> Required work:
Return each line of the records below that contains the string "eagle". Matching is case-sensitive.

> Excerpt from a dataset:
## Start

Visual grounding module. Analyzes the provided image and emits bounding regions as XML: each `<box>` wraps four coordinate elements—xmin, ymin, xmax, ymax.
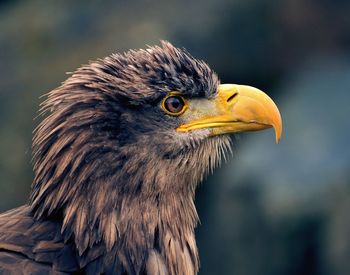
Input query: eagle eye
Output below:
<box><xmin>161</xmin><ymin>93</ymin><xmax>187</xmax><ymax>116</ymax></box>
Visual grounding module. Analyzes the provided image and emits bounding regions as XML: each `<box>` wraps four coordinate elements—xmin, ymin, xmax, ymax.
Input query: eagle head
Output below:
<box><xmin>30</xmin><ymin>42</ymin><xmax>282</xmax><ymax>274</ymax></box>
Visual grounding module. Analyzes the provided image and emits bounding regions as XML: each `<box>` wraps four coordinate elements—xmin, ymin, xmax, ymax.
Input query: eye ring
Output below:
<box><xmin>161</xmin><ymin>92</ymin><xmax>188</xmax><ymax>116</ymax></box>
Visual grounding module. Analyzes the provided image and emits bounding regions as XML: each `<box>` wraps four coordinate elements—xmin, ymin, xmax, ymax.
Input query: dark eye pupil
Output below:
<box><xmin>165</xmin><ymin>96</ymin><xmax>185</xmax><ymax>113</ymax></box>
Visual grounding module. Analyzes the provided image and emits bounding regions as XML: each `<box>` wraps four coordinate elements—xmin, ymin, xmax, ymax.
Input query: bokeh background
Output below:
<box><xmin>0</xmin><ymin>0</ymin><xmax>350</xmax><ymax>275</ymax></box>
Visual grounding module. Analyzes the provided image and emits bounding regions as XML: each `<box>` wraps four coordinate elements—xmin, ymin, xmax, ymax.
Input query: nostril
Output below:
<box><xmin>227</xmin><ymin>93</ymin><xmax>238</xmax><ymax>102</ymax></box>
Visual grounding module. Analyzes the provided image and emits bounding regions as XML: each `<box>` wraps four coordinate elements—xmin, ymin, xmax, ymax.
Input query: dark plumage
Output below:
<box><xmin>0</xmin><ymin>42</ymin><xmax>282</xmax><ymax>275</ymax></box>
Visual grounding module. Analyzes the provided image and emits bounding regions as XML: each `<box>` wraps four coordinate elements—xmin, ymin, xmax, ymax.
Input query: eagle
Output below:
<box><xmin>0</xmin><ymin>41</ymin><xmax>282</xmax><ymax>275</ymax></box>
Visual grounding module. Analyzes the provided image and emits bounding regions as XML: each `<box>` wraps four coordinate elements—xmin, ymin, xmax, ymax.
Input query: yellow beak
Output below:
<box><xmin>177</xmin><ymin>84</ymin><xmax>282</xmax><ymax>143</ymax></box>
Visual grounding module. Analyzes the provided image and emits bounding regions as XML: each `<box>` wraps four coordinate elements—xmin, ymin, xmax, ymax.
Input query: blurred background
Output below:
<box><xmin>0</xmin><ymin>0</ymin><xmax>350</xmax><ymax>275</ymax></box>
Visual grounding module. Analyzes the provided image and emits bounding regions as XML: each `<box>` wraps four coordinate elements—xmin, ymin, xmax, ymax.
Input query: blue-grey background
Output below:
<box><xmin>0</xmin><ymin>0</ymin><xmax>350</xmax><ymax>275</ymax></box>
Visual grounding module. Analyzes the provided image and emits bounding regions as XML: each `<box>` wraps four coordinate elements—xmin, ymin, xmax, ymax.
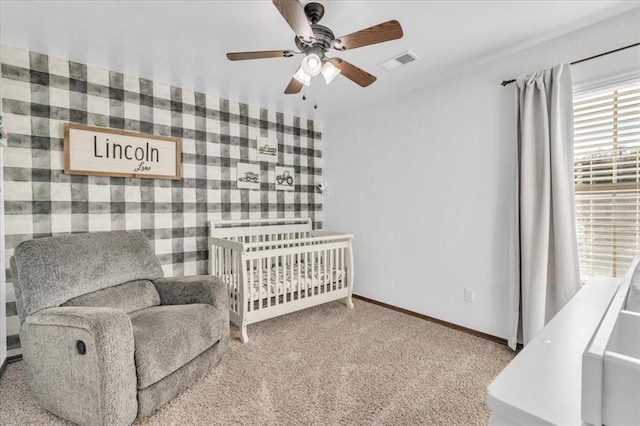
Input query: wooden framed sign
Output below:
<box><xmin>64</xmin><ymin>123</ymin><xmax>182</xmax><ymax>179</ymax></box>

## End

> Expected output:
Input query: eagle eye
Input query: eagle head
Input query: eagle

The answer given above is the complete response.